Tarefas:
a - Altere o texto sobre a Superintendência da Defesa da Borracha no trecho que vai de "A Superintendência da" até "produção da borracha.", trocando "repartição" por "instituição", e apresente esse trecho já modificado.
b - Prossiga com o texto sobre a Superintendência da Defesa da Borracha a partir do ponto em que ele termina.
----- Trecho do documento
A Superintendência da Defesa da Borracha foi criada como uma repartição de caráter provisório pelo decreto n. 9.521, de 17 de abril de 1912, com o objetivo de dirigir e fiscalizar todos os serviços relativos à produção da borracha.
A borracha constituía-se como artigo de exportação brasileira desde 1827, mas sua produção recebeu impulso com a descoberta do processo de vulcanização por Charles Goodyear, em 1839 e Thomas Hancock, em 1842, e, principalmente, a partir da invenção do pneumático em 1890. A valorização do produto no mercado internacional contribuiu para o aumento da importância da região amazônica na economia brasileira, estimulando a expansão das áreas de exploração dos seringais e a busca de mão de obra necessária para o trabalho oriunda, em grande parte, da atual região Nordeste (Weinstein, 1993, p. 23; Prado, Capelato, 2006, p. 316-318). Tal expansão avançou para áreas do território do Acre, onde a fronteira com a Bolívia ainda não estava definitivamente estabelecida. A região, rica produtora de borracha, tornou-se palco de conflitos entre brasileiros e bolivianos em 1899, que foram resolvidos em 1903 com a assinatura do Tratado de Petrópolis, que a incorporou ao Brasil.
Nas duas primeiras décadas republicanas, a borracha foi o segundo produto brasileiro de exportação, perdendo apenas para o café. Nesse período, coube ao país o fornecimento da maior parte da borracha ao mercado mundial, situação que começou a mudar a partir de 1900, quando a borracha asiática entrou na disputa (Prado, Capelato, 2006, p. 327; 329).
----------
----- Conjunto de dados
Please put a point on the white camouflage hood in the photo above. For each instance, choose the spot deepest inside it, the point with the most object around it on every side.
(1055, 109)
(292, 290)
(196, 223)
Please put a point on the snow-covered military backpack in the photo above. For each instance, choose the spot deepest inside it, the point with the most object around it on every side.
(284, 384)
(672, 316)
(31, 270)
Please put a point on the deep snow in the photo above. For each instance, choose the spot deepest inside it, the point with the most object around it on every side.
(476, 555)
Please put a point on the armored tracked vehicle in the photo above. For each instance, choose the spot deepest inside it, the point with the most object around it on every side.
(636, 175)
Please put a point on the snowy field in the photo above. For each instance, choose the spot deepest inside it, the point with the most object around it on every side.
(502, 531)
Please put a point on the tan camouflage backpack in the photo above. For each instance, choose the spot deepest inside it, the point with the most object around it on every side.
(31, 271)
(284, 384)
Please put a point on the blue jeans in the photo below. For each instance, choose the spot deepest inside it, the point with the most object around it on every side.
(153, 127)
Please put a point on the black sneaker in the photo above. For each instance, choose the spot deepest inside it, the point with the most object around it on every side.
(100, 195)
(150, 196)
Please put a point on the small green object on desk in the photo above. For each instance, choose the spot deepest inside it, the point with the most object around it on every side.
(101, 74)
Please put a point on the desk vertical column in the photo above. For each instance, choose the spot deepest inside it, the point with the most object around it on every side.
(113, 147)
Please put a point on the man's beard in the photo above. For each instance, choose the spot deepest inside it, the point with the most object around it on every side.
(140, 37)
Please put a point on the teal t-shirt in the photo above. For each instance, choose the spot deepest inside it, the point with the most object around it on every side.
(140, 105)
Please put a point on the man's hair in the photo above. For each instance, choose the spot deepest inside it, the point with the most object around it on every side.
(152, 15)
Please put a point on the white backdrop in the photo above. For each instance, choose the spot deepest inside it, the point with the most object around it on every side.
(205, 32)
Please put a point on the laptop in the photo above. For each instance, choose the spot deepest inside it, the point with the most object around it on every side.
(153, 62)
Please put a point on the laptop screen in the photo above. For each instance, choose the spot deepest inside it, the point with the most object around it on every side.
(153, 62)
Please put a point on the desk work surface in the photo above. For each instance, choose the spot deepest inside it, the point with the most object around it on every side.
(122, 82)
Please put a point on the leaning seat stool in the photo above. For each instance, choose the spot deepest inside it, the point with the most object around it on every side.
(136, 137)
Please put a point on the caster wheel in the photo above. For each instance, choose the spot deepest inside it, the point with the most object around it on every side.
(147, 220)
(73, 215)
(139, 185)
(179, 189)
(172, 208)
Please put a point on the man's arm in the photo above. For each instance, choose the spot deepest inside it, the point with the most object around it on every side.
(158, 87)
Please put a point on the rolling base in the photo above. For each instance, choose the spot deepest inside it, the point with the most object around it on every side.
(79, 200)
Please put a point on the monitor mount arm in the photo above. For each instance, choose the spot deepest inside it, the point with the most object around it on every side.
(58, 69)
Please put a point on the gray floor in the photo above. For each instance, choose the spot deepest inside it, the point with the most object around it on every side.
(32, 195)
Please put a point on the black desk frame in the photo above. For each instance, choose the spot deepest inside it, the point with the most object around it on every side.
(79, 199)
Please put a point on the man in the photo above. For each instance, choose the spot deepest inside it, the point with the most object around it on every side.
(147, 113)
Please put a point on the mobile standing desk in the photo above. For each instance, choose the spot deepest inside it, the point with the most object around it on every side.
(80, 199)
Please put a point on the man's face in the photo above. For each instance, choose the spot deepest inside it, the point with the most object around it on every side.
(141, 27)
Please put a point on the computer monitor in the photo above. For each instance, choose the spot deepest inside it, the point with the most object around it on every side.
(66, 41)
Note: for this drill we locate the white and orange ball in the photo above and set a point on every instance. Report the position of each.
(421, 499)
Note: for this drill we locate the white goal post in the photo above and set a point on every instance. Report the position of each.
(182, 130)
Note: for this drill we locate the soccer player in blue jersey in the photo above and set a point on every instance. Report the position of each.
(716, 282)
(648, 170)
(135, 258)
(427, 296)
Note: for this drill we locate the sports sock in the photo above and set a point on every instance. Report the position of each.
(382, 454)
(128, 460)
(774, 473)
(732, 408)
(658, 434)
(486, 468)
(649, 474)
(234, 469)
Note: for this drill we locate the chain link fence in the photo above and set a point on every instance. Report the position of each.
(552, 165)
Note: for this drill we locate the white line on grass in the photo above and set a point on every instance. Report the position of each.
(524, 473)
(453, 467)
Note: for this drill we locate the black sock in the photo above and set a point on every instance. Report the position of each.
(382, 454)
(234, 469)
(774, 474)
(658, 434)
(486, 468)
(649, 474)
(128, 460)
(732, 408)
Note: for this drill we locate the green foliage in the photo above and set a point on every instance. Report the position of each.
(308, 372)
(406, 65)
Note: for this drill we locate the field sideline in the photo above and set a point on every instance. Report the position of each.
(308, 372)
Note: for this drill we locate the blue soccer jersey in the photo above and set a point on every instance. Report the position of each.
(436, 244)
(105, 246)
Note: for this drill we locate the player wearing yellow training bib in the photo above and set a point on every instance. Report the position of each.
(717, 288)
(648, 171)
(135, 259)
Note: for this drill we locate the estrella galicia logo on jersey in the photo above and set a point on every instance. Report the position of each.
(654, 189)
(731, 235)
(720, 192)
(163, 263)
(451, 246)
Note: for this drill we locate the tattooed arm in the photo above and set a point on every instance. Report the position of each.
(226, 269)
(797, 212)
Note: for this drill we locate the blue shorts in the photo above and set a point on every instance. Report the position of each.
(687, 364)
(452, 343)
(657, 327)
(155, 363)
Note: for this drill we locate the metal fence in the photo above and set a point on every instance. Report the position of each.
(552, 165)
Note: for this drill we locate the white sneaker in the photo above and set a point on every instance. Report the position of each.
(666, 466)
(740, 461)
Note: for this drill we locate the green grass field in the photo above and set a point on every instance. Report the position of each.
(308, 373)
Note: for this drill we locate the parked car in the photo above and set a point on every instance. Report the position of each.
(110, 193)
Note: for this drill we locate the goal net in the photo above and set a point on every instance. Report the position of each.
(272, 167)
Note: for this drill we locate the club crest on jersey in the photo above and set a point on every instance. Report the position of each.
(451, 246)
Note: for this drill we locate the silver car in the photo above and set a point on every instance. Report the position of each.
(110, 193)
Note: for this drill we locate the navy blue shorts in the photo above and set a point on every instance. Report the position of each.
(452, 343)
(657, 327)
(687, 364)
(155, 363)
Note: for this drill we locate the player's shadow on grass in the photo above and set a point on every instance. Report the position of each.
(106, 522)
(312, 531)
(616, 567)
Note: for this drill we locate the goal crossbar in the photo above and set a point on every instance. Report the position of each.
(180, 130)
----------
Respostas do exercício:
a -
A Superintendência da Defesa da Borracha foi criada como uma instituição de caráter provisório pelo decreto n. 9.521, de 17 de abril de 1912, com o objetivo de dirigir e fiscalizar todos os serviços relativos à produção da borracha.

b -
A concorrência mobilizou os produtores brasileiros, que passaram a reivindicar a proteção dos governos estaduais e da União. As primeiras ações do governo federal originaram-se após a criação do Ministério da Agricultura, Indústria e Comércio, em 1906. A instalação da pasta, que representou uma conquista dos setores agrários afastados do pacto político dominado pelos cafeicultores paulistas, propiciou a implementação de medidas voltadas para a diversificação e modernização da produção agrícola, pecuária e industrial, favorecendo a instituição de órgãos especializados, como a própria Superintendência da Defesa da Borracha (Idem, p. 330; Mendonça, 1997, p. 128-129).
Em 1911, o decreto n. 9.213, de 12 de dezembro, que deu novo regulamento ao Serviço de Inspeção e Defesa Agrícolas, estabeleceu a organização da Delegacia Agrícola do Acre, que tinha a finalidade de fiscalizar os seringais e estudar os meios de impedir a sua devastação, promover ensaios da cultura de seringueiras, caucho e de outras plantas produtoras da borracha, entre outras competências (Brasil, 1912, p. 39-56).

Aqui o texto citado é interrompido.